**TRECHO FORNECIDO:**

Durante a reunião da Comissão de Segurança e Serviços Públicos da Assembleia Legislativa, realizada nesta quinta-feira (16/10), os deputados e deputadas da Bancada do PT/PCdoB denunciaram a violência cometida pela Guarda Municipal de Porto Alegre contra manifestantes, vereadores e parlamentares estaduais durante o protesto ocorrido na Câmara de Vereadores na última quarta-feira (15/10). O episódio aconteceu quando o Parlamento municipal discutia o projeto de privatização do Departamento Municipal de Água e Esgotos (Dmae) e o novo Código de Limpeza Urbana, medidas que, segundo os parlamentares, representam ataques aos direitos sociais e à democracia participativa.
A deputada Sofia Cavedon relatou que a população foi impedida de acompanhar a sessão, mesmo após 17 audiências públicas em que a ampla maioria rejeitou a venda do Dmae. Segundo ela, a presidência da Câmara, chefiada pela vereadora Nádia Gerhard (PL), “fechou as portas para o povo”, numa tentativa deliberada de impedir a presença dos trabalhadores e trabalhadoras afetados pelas propostas. “Houve também preconceito e violência contra as pessoas mais pobres, mais vulneráveis dessa cidade, que sequer opinar e participar, puderam. Vi várias com feridas feitas por bala de borracha, pessoas simples, mulheres, mulheres grávidas que estavam tentando entrar na Câmara porque iam acabar com o sustento delas”, denunciou.

**DADOS EXIBIDOS:**
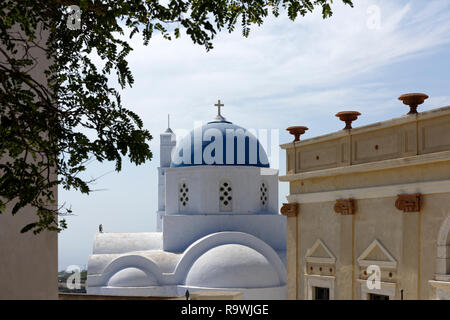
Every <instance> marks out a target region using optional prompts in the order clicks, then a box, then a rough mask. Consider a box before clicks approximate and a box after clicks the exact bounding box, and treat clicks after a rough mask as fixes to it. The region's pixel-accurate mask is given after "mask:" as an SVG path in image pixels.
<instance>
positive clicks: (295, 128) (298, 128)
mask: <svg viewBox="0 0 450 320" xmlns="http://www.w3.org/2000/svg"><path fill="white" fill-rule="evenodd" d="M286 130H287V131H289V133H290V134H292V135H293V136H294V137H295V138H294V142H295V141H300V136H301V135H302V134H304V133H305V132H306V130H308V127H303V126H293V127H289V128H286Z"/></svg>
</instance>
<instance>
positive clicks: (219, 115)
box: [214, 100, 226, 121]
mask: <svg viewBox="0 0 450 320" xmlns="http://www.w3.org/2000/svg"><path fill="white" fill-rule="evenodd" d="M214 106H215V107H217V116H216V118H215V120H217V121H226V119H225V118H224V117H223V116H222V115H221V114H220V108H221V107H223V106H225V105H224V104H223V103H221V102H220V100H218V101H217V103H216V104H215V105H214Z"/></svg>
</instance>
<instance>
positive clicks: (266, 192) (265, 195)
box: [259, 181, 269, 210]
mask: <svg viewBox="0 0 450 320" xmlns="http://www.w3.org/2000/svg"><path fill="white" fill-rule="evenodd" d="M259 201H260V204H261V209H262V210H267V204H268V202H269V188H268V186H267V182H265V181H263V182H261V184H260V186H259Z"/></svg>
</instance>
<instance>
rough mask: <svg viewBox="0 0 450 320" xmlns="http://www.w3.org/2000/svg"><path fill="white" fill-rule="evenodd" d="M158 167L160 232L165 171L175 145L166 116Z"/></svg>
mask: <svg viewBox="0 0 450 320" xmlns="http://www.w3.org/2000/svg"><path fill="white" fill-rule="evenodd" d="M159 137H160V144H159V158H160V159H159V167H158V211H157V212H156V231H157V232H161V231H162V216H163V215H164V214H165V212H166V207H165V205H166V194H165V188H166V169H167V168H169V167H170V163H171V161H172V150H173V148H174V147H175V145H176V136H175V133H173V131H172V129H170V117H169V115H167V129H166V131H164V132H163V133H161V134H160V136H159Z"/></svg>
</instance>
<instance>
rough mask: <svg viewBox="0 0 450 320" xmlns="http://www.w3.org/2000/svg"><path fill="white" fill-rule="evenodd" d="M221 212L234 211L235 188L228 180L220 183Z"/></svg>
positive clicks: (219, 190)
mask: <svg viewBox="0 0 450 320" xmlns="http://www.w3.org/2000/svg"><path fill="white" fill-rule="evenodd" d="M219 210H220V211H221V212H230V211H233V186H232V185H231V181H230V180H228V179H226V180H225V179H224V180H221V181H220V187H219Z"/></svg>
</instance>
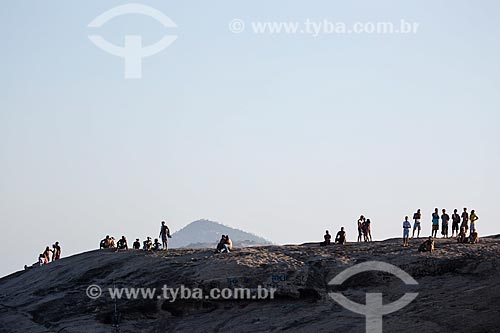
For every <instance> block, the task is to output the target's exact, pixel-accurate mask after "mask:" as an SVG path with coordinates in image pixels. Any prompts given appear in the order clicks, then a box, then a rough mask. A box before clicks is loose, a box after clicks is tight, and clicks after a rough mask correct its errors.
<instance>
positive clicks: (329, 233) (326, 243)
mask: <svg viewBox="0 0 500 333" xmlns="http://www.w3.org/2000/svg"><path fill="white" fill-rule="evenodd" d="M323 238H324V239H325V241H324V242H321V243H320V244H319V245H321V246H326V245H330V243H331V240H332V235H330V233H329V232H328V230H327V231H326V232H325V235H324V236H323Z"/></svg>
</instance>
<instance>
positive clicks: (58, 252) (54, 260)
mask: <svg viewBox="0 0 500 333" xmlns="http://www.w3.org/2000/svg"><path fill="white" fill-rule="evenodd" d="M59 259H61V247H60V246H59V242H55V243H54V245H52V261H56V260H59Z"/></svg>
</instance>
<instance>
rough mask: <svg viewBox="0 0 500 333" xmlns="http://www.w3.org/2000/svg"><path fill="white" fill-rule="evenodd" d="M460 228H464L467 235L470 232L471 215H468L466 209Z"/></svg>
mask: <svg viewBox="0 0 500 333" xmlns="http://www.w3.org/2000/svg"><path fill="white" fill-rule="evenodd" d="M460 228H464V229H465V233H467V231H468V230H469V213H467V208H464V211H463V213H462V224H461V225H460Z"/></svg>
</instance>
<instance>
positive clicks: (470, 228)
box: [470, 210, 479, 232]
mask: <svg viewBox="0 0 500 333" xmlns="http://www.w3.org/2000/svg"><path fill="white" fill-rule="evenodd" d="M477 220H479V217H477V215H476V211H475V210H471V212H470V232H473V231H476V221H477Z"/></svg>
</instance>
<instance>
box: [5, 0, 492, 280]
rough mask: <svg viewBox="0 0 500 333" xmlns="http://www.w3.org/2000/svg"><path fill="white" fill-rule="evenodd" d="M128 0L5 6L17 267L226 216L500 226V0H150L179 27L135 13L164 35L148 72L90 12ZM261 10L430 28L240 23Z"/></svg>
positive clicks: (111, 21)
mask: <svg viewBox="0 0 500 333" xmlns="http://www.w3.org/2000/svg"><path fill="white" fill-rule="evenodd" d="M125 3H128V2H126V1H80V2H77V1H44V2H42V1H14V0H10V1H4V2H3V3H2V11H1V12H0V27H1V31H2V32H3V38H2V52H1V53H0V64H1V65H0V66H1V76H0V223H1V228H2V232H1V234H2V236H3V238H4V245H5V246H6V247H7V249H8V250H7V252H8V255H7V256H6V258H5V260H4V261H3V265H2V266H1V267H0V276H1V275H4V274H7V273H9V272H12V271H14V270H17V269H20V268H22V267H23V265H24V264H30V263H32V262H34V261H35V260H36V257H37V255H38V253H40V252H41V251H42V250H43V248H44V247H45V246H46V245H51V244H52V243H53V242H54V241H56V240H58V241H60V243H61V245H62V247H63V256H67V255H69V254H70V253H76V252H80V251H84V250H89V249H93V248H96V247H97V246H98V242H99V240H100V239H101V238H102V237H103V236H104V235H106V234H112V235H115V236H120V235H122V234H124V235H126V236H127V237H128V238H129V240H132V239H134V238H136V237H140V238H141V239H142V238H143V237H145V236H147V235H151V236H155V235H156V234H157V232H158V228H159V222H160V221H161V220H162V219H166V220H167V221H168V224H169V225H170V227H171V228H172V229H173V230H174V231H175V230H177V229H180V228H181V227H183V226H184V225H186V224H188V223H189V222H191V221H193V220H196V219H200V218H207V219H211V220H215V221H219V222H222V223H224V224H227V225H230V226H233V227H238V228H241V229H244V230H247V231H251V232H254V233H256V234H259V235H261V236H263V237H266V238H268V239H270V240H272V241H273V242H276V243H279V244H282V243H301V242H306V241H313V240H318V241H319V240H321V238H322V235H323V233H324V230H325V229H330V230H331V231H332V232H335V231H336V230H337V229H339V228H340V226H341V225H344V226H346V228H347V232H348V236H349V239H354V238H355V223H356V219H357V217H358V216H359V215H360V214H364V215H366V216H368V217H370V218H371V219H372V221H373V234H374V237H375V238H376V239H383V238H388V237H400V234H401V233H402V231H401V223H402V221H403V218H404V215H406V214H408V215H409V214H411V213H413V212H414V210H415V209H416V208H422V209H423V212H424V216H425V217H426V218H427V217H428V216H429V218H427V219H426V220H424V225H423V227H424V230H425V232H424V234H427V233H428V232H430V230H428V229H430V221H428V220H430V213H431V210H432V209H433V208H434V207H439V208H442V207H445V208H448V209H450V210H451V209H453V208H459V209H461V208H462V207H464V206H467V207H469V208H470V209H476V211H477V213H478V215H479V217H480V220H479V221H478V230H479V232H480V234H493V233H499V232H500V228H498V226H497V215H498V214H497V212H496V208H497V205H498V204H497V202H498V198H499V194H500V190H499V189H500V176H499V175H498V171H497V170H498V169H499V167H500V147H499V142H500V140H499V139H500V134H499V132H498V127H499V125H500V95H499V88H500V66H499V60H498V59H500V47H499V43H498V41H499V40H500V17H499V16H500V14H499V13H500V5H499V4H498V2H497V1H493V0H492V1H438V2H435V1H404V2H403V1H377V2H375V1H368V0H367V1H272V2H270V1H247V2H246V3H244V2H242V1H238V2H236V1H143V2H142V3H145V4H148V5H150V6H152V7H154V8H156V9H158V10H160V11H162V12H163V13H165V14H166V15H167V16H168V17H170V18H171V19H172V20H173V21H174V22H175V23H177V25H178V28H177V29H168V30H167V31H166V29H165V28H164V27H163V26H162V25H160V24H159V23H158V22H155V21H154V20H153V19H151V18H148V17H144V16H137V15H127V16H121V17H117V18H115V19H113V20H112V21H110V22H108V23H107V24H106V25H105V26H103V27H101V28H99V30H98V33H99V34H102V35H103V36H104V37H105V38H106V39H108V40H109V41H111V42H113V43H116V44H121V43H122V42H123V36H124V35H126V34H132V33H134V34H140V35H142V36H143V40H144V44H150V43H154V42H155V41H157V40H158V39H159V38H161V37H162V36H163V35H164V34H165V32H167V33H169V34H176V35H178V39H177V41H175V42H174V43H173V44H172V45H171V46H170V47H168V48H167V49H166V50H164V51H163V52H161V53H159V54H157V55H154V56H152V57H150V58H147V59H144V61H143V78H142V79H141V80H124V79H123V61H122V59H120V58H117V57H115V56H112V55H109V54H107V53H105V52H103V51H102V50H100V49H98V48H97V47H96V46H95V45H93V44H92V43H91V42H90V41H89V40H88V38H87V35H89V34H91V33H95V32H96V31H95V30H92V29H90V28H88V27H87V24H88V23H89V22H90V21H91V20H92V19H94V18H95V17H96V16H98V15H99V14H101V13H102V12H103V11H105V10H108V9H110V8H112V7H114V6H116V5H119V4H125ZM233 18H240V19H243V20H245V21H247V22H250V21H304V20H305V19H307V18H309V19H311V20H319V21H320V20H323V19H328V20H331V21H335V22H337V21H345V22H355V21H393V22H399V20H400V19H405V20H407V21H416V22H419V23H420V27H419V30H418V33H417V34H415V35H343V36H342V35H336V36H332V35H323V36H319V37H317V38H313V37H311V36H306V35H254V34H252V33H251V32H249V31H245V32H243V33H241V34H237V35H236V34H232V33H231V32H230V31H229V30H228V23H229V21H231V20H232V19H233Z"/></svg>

* * *

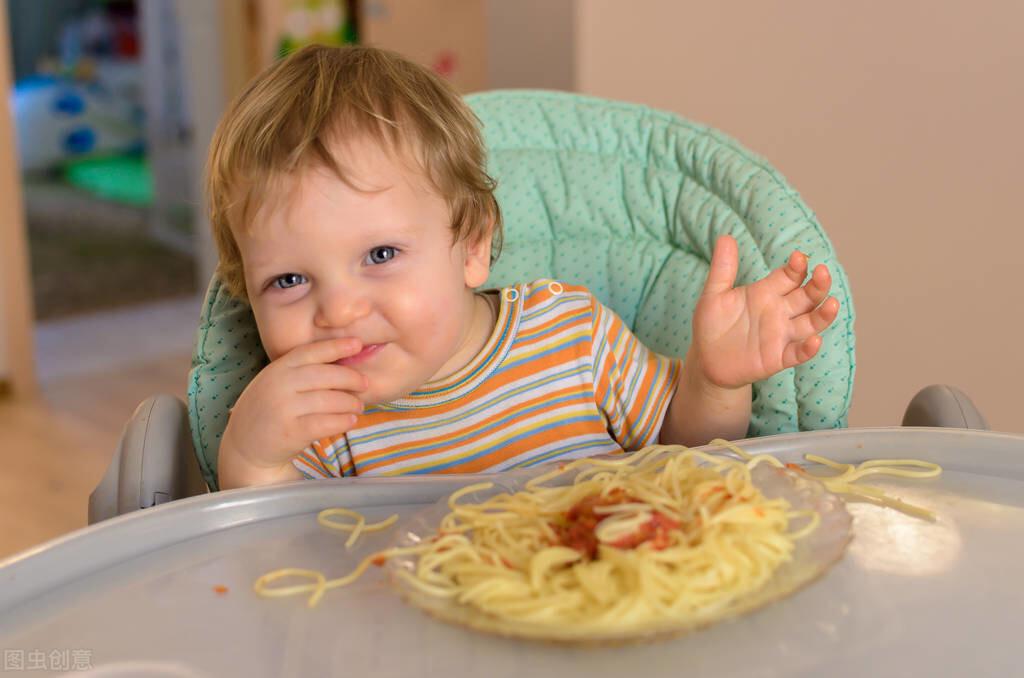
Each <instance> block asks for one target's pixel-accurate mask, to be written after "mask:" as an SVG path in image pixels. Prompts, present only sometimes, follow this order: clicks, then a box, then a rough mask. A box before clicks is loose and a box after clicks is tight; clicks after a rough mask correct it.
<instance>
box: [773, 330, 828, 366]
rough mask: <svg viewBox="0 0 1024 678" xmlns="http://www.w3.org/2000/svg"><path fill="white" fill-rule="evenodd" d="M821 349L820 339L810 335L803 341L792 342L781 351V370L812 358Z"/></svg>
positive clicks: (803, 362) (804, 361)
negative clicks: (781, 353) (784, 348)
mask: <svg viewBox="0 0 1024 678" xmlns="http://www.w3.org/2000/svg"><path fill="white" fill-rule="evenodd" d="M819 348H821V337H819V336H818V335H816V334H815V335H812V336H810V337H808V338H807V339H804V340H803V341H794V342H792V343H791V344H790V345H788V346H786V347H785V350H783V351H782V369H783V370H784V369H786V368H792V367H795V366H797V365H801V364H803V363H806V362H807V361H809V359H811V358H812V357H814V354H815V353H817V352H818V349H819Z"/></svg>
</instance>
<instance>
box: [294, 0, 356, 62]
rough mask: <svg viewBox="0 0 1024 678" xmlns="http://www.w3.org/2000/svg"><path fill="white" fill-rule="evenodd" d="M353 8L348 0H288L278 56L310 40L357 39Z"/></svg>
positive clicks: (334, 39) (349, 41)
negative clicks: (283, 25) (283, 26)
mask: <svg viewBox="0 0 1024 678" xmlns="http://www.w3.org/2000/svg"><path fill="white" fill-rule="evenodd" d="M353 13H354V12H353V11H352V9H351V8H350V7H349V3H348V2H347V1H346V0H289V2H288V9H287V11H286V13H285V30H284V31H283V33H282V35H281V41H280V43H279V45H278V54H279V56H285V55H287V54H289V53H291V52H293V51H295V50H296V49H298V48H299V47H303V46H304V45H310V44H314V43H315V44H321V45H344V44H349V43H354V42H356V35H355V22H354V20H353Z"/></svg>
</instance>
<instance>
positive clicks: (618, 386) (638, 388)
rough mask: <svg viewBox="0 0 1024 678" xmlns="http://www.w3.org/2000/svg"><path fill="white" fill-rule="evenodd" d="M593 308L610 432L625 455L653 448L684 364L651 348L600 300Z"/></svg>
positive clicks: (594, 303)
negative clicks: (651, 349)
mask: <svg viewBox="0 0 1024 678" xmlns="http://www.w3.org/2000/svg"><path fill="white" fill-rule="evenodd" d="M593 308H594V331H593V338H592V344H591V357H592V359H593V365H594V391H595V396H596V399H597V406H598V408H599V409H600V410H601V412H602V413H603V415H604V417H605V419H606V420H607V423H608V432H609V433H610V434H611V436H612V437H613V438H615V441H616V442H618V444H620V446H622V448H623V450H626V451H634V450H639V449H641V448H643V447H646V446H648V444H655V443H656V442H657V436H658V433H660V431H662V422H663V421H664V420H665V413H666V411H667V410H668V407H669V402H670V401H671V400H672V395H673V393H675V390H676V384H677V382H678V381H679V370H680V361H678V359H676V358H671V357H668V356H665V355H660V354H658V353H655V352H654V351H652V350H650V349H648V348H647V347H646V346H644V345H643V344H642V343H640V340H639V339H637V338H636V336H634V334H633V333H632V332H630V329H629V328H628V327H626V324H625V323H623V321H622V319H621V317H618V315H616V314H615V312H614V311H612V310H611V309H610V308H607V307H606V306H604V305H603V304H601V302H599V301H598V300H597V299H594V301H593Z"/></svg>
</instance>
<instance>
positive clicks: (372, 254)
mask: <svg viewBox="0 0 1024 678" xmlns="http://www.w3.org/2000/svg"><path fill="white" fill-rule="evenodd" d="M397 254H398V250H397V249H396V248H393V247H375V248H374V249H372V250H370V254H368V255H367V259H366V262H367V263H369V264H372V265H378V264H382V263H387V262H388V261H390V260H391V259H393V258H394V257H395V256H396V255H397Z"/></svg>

---

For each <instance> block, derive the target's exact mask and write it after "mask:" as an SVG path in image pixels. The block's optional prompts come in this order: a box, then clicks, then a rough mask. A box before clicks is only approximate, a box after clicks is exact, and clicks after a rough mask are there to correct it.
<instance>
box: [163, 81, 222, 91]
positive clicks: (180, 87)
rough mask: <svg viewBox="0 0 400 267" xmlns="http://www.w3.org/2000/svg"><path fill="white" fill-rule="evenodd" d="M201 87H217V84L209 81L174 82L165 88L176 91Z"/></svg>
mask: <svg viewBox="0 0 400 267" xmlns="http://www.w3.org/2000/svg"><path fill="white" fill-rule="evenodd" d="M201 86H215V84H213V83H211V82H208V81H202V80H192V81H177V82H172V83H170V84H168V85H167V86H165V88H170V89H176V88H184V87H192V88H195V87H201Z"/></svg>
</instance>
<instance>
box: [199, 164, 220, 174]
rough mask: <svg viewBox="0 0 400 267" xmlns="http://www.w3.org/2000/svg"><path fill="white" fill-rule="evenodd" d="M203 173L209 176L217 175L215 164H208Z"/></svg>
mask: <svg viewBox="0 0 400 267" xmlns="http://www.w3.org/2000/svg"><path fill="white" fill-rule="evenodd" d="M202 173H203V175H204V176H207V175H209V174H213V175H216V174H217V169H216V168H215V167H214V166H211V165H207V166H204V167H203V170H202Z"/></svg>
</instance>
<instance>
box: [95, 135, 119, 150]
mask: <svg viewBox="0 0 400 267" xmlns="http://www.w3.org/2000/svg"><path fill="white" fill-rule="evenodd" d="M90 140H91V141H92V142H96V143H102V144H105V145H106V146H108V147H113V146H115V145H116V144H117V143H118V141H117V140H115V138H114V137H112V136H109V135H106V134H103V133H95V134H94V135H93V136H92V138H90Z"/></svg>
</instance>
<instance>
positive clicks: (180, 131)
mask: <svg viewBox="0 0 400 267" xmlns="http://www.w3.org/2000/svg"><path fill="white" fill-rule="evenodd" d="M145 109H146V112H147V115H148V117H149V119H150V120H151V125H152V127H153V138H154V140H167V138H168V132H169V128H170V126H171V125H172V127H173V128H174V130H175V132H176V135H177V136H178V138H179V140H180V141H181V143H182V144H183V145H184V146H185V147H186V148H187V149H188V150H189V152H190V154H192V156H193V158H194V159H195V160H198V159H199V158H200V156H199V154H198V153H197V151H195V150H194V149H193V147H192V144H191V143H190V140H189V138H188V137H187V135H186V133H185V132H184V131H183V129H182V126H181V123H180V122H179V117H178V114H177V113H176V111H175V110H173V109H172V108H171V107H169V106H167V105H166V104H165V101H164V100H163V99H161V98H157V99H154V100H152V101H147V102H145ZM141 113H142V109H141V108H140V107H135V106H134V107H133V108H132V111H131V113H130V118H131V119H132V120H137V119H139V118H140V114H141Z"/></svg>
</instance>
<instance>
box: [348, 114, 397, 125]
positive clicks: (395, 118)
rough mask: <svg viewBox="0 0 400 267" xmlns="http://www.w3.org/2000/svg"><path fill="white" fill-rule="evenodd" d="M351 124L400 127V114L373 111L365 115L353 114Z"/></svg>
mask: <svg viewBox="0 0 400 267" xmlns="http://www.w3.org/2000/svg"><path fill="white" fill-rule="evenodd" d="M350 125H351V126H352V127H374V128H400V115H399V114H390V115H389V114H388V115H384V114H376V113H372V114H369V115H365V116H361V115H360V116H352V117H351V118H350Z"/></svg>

**PARTES DO EXERCÍCIO:**
[1] Cite o trecho fornecido de "Durante a reunião" a "à democracia participativa.".
[2] Traduza para o inglês a seguinte frase do trecho fornecido: "A deputada Sofia Cavedon relatou que a população foi impedida de acompanhar a sessão, mesmo após 17 audiências públicas em que a ampla maioria rejeitou a venda do Dmae."
As entradas não são necessárias.

**RESPOSTAS:**
[1]
Durante a reunião da Comissão de Segurança e Serviços Públicos da Assembleia Legislativa, realizada nesta quinta-feira (16/10), os deputados e deputadas da Bancada do PT/PCdoB denunciaram a violência cometida pela Guarda Municipal de Porto Alegre contra manifestantes, vereadores e parlamentares estaduais durante o protesto ocorrido na Câmara de Vereadores na última quarta-feira (15/10). O episódio aconteceu quando o Parlamento municipal discutia o projeto de privatização do Departamento Municipal de Água e Esgotos (Dmae) e o novo Código de Limpeza Urbana, medidas que, segundo os parlamentares, representam ataques aos direitos sociais e à democracia participativa.

[2] Representative Sofia Cavedon reported that the public was prevented from following the session, even after 17 public hearings in which the vast majority rejected the sale of Dmae.